What you need to do>
Go to the line with "Reviewer note: every instance of the human" in the entries below and write out every line from there through the line with "Reviewer note: every instance of the eyebrow", exactly and without pictures.

Data items:
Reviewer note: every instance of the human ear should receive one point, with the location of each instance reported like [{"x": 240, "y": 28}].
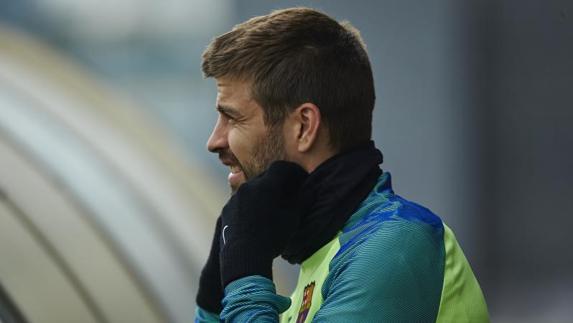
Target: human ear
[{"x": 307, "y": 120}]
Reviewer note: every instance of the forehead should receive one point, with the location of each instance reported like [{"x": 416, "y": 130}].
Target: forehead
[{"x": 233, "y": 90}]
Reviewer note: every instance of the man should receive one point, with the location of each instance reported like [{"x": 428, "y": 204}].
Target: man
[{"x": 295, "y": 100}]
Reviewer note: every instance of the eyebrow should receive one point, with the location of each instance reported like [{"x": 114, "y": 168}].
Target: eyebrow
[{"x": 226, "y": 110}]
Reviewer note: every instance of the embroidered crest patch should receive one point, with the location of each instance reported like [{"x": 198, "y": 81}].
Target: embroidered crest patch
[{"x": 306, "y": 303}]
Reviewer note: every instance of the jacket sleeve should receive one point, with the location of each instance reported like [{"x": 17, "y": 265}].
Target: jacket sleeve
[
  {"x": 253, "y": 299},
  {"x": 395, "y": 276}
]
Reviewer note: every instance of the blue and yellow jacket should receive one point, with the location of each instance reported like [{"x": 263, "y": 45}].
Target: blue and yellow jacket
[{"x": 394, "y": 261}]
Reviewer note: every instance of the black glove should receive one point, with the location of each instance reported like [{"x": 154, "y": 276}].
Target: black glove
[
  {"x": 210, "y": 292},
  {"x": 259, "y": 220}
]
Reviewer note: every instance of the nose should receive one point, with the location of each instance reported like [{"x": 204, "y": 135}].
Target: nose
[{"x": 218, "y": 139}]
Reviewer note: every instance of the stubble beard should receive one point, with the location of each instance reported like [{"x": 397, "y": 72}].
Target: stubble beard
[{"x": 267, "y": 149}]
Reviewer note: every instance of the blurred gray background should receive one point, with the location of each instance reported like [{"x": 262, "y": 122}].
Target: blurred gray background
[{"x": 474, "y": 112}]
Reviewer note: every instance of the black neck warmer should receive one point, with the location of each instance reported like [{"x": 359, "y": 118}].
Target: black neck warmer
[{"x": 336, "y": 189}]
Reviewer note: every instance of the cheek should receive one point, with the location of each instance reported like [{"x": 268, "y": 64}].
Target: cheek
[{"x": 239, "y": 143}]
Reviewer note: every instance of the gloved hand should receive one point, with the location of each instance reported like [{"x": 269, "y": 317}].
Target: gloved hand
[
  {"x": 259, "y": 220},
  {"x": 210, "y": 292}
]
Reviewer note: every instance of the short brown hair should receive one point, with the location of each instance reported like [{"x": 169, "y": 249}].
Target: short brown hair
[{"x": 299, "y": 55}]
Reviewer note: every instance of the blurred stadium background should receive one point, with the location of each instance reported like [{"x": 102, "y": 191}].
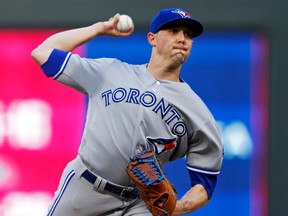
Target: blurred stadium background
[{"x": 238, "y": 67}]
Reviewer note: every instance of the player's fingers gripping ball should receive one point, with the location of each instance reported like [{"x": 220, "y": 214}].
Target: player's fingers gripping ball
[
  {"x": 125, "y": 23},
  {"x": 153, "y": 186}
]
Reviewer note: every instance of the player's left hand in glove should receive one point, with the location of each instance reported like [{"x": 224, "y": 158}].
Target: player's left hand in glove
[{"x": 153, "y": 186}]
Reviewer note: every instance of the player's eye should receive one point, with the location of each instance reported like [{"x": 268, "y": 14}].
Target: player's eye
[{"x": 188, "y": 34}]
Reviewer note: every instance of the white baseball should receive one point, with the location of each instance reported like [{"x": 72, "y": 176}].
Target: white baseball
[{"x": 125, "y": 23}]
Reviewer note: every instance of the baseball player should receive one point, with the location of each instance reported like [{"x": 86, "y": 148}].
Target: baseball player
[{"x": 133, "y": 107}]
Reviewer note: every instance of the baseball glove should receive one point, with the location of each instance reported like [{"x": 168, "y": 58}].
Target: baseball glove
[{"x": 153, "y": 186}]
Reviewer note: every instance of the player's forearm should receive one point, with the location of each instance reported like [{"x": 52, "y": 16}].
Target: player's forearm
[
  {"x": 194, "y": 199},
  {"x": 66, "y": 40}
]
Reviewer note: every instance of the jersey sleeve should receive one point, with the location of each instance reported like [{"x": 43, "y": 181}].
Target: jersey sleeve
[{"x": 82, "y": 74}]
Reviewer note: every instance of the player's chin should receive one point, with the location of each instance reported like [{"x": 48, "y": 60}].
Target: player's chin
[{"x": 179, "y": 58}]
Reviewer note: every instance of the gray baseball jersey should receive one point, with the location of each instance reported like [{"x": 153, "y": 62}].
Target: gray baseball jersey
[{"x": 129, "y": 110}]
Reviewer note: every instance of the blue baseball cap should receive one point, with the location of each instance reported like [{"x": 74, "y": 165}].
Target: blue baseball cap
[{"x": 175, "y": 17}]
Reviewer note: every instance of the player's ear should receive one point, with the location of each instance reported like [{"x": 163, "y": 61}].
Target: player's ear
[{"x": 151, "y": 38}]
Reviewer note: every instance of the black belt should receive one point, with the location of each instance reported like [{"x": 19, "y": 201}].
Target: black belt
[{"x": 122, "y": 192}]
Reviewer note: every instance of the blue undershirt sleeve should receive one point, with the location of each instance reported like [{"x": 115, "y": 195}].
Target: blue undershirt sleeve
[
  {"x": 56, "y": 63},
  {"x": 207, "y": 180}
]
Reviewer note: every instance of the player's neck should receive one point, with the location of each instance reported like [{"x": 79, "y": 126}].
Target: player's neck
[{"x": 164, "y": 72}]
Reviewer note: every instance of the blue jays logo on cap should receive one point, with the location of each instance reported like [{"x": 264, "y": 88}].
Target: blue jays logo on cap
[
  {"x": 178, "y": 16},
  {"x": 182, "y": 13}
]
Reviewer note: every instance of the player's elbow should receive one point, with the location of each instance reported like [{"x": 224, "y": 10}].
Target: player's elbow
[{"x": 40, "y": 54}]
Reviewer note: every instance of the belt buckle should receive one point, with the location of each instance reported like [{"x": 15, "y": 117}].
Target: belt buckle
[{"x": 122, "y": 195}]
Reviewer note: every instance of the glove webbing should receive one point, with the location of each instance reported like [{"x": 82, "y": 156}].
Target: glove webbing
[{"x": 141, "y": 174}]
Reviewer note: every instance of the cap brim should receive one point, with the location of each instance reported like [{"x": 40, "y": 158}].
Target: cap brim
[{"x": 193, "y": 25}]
...
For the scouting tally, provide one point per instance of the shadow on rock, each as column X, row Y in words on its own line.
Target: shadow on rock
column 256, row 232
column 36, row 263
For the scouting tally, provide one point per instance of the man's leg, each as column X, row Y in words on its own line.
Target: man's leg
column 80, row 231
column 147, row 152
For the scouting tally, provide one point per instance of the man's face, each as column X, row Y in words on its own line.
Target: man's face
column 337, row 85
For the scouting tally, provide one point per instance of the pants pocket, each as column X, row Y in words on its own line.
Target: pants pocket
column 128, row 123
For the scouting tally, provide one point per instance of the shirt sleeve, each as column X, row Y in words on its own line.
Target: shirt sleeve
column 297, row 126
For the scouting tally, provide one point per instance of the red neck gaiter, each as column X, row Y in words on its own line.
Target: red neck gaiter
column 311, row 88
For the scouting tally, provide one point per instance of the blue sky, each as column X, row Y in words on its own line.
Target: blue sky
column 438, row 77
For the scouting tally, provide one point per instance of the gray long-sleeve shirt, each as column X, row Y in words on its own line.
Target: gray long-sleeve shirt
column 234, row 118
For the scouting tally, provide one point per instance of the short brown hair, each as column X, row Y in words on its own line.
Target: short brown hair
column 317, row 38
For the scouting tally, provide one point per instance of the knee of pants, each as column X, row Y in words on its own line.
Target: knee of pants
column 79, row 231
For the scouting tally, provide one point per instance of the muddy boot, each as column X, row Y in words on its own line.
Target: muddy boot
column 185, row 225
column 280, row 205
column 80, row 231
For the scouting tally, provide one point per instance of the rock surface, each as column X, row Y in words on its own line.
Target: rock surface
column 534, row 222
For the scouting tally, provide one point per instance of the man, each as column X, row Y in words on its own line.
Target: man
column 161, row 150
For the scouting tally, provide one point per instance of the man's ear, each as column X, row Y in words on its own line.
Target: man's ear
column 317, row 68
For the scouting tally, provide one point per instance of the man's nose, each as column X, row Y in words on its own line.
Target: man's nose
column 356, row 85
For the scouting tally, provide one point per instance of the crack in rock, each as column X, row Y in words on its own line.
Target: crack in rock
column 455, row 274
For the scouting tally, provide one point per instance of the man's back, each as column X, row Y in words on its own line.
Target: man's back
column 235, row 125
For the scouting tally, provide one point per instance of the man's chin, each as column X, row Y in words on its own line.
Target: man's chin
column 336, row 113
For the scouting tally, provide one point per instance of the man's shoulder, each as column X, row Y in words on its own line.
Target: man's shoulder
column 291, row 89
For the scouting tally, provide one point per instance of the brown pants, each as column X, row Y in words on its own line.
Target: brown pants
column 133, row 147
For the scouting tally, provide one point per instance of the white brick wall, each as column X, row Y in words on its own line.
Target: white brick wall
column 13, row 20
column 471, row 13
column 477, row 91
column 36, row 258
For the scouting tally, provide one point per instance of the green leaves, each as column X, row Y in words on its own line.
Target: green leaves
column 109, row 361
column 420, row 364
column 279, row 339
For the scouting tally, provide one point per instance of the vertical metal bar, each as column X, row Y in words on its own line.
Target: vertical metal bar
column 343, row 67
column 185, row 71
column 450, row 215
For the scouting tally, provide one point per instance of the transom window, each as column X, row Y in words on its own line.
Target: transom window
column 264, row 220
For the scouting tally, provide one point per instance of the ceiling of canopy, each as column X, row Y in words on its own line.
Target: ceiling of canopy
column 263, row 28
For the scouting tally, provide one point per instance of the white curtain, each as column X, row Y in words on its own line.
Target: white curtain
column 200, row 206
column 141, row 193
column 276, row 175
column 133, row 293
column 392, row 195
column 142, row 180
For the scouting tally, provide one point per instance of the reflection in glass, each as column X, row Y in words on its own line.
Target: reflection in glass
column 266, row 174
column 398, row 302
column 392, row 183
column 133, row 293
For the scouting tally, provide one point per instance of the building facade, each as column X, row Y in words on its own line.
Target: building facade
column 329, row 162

Final answer>
Reviewer note: every instance of the human ear should receive one point, with the location of each instance reported like [{"x": 240, "y": 28}].
Target: human ear
[{"x": 307, "y": 120}]
Reviewer note: every instance of the forehead should receive one point, with the location of each instance reported like [{"x": 416, "y": 130}].
Target: forehead
[{"x": 233, "y": 90}]
Reviewer note: every instance of the man should receive one point, with the location of each instance reported like [{"x": 428, "y": 204}].
Target: man
[{"x": 295, "y": 100}]
Reviewer note: every instance of the eyebrow should receive one point, with the location of each instance reported like [{"x": 114, "y": 168}].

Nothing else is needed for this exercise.